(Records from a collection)
= Beginning of Section =

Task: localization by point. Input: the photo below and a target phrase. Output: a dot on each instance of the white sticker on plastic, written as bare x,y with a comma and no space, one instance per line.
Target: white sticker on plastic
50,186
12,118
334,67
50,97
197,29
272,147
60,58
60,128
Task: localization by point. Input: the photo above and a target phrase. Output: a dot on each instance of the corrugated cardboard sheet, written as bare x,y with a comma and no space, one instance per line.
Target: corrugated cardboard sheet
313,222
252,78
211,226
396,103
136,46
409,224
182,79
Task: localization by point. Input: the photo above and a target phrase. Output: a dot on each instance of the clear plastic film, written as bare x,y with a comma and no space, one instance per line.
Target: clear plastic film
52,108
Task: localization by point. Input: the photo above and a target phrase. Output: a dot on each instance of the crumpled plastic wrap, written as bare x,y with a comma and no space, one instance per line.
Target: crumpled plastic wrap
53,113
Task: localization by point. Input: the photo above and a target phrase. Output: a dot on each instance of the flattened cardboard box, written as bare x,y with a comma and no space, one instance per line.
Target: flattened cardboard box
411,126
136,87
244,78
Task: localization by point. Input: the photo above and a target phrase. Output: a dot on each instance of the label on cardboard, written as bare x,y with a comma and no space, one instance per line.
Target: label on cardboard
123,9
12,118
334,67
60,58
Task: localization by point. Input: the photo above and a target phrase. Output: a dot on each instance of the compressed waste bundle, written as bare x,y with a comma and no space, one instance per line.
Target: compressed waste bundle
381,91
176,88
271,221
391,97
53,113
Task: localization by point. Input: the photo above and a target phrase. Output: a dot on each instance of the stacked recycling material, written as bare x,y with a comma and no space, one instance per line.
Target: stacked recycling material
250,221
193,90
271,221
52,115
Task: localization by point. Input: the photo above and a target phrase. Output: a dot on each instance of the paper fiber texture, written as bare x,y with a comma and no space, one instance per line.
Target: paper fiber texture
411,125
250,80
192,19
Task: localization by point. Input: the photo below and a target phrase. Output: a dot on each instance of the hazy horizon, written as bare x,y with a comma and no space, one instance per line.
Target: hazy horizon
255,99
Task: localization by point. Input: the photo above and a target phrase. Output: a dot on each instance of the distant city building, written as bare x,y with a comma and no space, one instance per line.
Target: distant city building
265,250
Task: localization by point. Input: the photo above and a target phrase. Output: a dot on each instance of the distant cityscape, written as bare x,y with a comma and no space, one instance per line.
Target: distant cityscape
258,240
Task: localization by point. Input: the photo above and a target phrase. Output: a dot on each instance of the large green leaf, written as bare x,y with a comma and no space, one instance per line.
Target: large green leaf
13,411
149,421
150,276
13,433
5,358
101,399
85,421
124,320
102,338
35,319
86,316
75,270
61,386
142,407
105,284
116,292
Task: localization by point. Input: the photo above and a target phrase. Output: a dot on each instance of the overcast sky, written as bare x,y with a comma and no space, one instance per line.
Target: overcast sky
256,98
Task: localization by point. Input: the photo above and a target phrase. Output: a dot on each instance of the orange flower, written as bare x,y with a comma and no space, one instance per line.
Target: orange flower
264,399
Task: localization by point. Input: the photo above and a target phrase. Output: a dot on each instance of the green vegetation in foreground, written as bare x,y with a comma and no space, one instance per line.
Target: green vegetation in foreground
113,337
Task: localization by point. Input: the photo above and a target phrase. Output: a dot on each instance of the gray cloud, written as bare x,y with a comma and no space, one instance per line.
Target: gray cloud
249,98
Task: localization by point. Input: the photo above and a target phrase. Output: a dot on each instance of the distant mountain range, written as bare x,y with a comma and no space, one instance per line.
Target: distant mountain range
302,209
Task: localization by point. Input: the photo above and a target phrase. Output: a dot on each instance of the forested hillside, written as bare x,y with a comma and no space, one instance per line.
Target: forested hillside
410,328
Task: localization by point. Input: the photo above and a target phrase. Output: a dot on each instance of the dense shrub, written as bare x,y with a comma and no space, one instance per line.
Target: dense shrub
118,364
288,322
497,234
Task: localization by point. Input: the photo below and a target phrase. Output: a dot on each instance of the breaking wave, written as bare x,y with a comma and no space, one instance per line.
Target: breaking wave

= End of Section =

▸ **Your objective**
Print exactly the lines between the line with "of the orange" and the final line of the records above, both included.

▸ **Written reply**
Task: localization by point. Input: the photo above and a target phrase. Output: a dot on each instance of the orange flower, written as bare x,y with a comma and no space, one instance per line.
Target: orange flower
264,399
Task: localization by point. Input: the photo above and a target phrase. Output: a dot on each instance of the green vegetation in foreground, written as bare x,y with a comma and no space, one instance per line.
Target: green vegetation in foreground
113,337
Task: localization by point. Input: the photo above and a target phrase. Output: a dot on each instance of the gray cloud, written as bare x,y with a comma and no space, one instance per line.
Target: gray cloud
249,98
Task: localization by point. Input: the photo above and a target phrase. Output: a dot on each instance of the distant mountain range, written as bare x,y with a comma and no space, one instance per line.
Target: distant mountain range
302,209
Task: localization by point. Input: the photo above and a target phrase. Output: a dot on each instance of the forested hillside, written as bare x,y with a comma and no space, one instance per line.
Target: forested hillside
410,328
Task: localization by point. Input: the photo above and a target phrase. Output: a dot on each instance of the dense shrub, written as bare x,y with a comma and no space, one instance per line.
Target: dense shrub
118,364
288,322
497,234
Task: localization by point. Input: the photo below and a target phrase. Output: a dot on each instance of the breaking wave, written as bare x,y with a comma and no space, one instance per line.
Target: breaking wave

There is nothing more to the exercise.